■ **Input data**
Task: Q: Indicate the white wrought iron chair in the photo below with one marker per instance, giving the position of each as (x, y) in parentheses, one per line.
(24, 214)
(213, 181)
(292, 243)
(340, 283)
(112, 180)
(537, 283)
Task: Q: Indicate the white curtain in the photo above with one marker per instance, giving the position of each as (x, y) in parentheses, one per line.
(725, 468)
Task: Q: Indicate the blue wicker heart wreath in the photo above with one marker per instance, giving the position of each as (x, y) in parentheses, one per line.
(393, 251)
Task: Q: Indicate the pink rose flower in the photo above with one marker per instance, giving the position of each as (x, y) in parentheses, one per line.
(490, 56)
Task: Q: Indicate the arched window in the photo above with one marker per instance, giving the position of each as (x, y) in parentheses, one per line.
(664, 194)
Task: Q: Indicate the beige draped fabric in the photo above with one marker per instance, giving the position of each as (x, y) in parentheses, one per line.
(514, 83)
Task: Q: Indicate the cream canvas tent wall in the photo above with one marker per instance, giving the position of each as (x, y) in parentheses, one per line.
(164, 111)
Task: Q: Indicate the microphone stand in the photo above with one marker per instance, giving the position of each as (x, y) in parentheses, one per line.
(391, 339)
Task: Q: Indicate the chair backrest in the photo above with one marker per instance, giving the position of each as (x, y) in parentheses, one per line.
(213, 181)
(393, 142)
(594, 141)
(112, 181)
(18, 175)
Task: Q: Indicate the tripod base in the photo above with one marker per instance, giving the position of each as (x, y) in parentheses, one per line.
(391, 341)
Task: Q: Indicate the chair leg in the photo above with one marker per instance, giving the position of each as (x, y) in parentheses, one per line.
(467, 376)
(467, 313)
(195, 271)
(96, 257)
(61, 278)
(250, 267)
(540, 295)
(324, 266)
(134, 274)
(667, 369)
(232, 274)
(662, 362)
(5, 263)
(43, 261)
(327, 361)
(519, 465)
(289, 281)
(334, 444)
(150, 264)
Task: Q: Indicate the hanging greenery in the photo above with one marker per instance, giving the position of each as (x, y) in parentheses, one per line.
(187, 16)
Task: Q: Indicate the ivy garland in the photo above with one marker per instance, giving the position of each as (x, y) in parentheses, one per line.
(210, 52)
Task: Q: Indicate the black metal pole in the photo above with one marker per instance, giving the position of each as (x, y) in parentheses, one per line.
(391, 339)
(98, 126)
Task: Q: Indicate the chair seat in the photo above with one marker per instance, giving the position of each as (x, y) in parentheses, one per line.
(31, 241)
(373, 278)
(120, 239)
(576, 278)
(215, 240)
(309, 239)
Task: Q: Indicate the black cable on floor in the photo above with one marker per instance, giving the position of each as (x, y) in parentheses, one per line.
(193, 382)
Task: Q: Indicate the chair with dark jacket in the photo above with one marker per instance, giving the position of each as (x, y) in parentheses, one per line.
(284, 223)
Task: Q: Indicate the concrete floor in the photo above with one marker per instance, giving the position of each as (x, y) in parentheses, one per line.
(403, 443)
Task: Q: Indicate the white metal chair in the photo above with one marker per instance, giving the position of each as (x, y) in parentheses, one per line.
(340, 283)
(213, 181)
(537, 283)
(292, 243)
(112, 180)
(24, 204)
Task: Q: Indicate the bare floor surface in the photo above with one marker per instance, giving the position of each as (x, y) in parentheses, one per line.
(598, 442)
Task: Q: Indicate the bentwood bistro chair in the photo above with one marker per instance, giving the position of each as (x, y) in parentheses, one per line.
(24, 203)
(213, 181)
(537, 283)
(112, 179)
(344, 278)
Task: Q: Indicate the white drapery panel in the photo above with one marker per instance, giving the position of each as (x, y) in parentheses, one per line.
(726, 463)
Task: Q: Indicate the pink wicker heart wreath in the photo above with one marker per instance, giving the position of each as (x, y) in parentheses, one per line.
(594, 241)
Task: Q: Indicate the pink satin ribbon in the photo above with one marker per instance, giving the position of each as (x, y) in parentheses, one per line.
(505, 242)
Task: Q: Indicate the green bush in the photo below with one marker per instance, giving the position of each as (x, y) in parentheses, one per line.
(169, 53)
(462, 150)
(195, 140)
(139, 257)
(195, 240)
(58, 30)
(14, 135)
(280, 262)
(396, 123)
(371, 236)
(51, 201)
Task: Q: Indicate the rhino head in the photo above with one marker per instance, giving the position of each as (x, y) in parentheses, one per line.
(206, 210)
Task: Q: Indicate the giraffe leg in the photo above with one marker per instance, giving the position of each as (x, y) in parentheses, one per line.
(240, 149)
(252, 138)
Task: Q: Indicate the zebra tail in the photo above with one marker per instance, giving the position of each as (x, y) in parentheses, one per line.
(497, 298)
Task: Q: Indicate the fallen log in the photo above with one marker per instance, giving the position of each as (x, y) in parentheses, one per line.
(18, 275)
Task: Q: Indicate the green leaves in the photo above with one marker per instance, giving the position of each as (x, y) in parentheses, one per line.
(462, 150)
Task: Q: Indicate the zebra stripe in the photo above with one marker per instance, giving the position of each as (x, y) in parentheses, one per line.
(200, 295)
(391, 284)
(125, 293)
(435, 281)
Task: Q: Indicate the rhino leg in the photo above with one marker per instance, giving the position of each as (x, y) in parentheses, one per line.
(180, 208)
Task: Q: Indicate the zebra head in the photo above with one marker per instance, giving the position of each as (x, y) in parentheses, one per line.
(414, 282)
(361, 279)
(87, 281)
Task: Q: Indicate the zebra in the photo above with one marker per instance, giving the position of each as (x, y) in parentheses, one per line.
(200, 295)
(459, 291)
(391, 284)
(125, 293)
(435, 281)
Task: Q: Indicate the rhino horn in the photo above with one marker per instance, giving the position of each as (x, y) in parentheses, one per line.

■ **Problem to solve**
Extract all of the material exactly as it is written.

■ **Finished task**
Task: Q: Indicate the white wrought iron chair in the photo below with one marker per instance, giving the position of each as (x, y) in parentheses, one per line.
(24, 214)
(213, 181)
(292, 243)
(340, 283)
(112, 180)
(537, 283)
Task: Q: Indicate the white curtain in the photo above with one marker per instance, giving the position of each as (x, y) in parentheses, one per line.
(725, 468)
Task: Q: Indicate the blue wicker heart wreath in the photo above with one marker per instance, giving the position of each as (x, y) in parentheses, one per line.
(393, 251)
Task: Q: Indicate the pink rose flower in the photo above with one marker per instance, giving the position of each as (x, y) in parentheses, one per line.
(490, 56)
Task: Q: Indicate the arched window in the photo above with one marker per instance, giving the position of each as (x, y) in parentheses, one per line.
(664, 194)
Task: Q: Indicate the beige draped fabric in the photo above with one marker per instance, giving the position of each as (x, y) in parentheses, one per line.
(514, 83)
Task: Q: Indicate the cream canvas tent wall in the photo above with one marker per instance, giving the position of each as (x, y) in parentheses, one per line.
(164, 111)
Task: Q: Indicate the microphone stand in the photo above with one marker per instance, giving the position of each as (x, y) in parentheses, one per line.
(391, 339)
Task: Q: Indicate the chair backrest in the photo above with one marker per instance, giving the position of each as (x, y) in parentheses, one per line.
(213, 181)
(393, 142)
(594, 141)
(112, 181)
(18, 175)
Task: Q: Indicate the tripod base in the photo above with one marker per instance, giving the position of each as (x, y) in parentheses, one per line.
(391, 341)
Task: Q: Indicate the chair leg in the photo above with one marker per instance, giving the position of each as (x, y) in parentheses, one per line.
(467, 376)
(467, 313)
(195, 271)
(96, 257)
(61, 278)
(250, 267)
(540, 295)
(324, 266)
(134, 274)
(667, 369)
(232, 274)
(662, 362)
(5, 263)
(43, 261)
(327, 361)
(519, 465)
(289, 281)
(334, 444)
(150, 264)
Task: Q: Indicate the hanging greenery in the photo above with one marker per instance, giving the position of each as (x, y) in parentheses, one per line.
(187, 16)
Task: Q: Indicate the ivy garland in the photo above with one marker per instance, giving the position of each as (x, y) in parentheses, one per line.
(210, 52)
Task: Q: Indicate the black metal pole in the photo above with one marker per instance, giving the position of each as (x, y) in parentheses, one per line.
(391, 339)
(98, 126)
Task: Q: Indicate the chair seat in the photo above with one marker per instance, giving the position of each as (x, y) in parentheses, one per line.
(31, 241)
(373, 278)
(120, 239)
(576, 278)
(215, 240)
(309, 239)
Task: Q: Indicate the black cable on floor in the photo above with one marker per instance, giving the position of each as (x, y) in parentheses, one per line.
(193, 382)
Task: Q: Indicate the chair with dark jacket in the photo above with one marker per instance, giving the position of each as (x, y) in parentheses, one per line.
(284, 223)
Task: Q: Indicate the concrete floor in the photo above with one marker per instance, giving the position of each as (x, y) in parentheses, one per line.
(403, 443)
Task: Q: Indicate the white metal chair in the photo above with one marker per instance, giving the position of each as (x, y) in parentheses, one per line.
(340, 283)
(213, 181)
(537, 283)
(292, 243)
(112, 180)
(24, 204)
Task: Q: Indicate the bare floor surface in the photo above with one marker per instance, giving the position of each as (x, y) in parentheses, one per line.
(598, 442)
Task: Q: Indicate the bentwood bistro chair in the photo above with one marker per instance, giving the position of each as (x, y) in parentheses, one per line.
(24, 203)
(213, 181)
(537, 283)
(112, 179)
(344, 278)
Task: Q: Indicate the white drapery panel in the photo above with one marker per instance, giving the position of each as (x, y) in parentheses, one per line.
(726, 463)
Task: Q: Indicate the pink wicker heart wreath in the photo above with one marker per instance, giving the position of each as (x, y) in parentheses, one per line.
(594, 241)
Task: Q: Indicate the pink satin ribbon in the photo above with one marker per instance, giving the position of each as (x, y) in parentheses, one per line.
(505, 242)
Task: Q: Indicate the green bush in the photo below with one marker per instance, giving the position of each as (x, y) in parentheses, one per line.
(169, 53)
(462, 150)
(195, 140)
(139, 257)
(195, 240)
(58, 30)
(14, 135)
(280, 262)
(396, 123)
(371, 236)
(51, 201)
Task: Q: Indicate the rhino head in the photo above with one marker per instance, giving the position of each as (x, y) in parentheses, one per line.
(206, 210)
Task: Q: Indicate the giraffe leg in the photo above with one marker per instance, giving the position of each as (x, y) in parentheses, one per line.
(240, 149)
(252, 138)
Task: Q: Indicate the zebra tail in the photo above with one marker per instance, giving the position of each as (x, y) in parentheses, one per line.
(497, 298)
Task: Q: Indicate the fallen log in the photo above with one marker per instance, giving the position of each as (x, y) in parentheses, one per line.
(18, 275)
Task: Q: Indicate the green leaves in the photo above with one marker per instance, giving the position of each as (x, y) in parentheses, one per line.
(462, 150)
Task: Q: Indicate the zebra stripe in the photo above with one marker per instance, giving the position of each as (x, y) in parentheses, one per line.
(200, 295)
(391, 284)
(125, 293)
(435, 281)
Task: Q: Indicate the rhino leg in the photo above with one marker per instance, giving the position of each as (x, y) in parentheses, one per line.
(180, 208)
Task: Q: Indicate the zebra head in the photo above with one marker per instance, giving the position of each as (x, y) in parentheses, one per line.
(414, 282)
(361, 279)
(87, 281)
Task: Q: Indicate the zebra in the photo above with one marker per instance, giving the position of each as (x, y) in parentheses, one per line.
(200, 295)
(459, 291)
(391, 284)
(125, 293)
(435, 281)
Task: Q: Indicate the rhino horn in the photo above with one marker per instance, giving the position of each as (x, y) in parentheses, one per line.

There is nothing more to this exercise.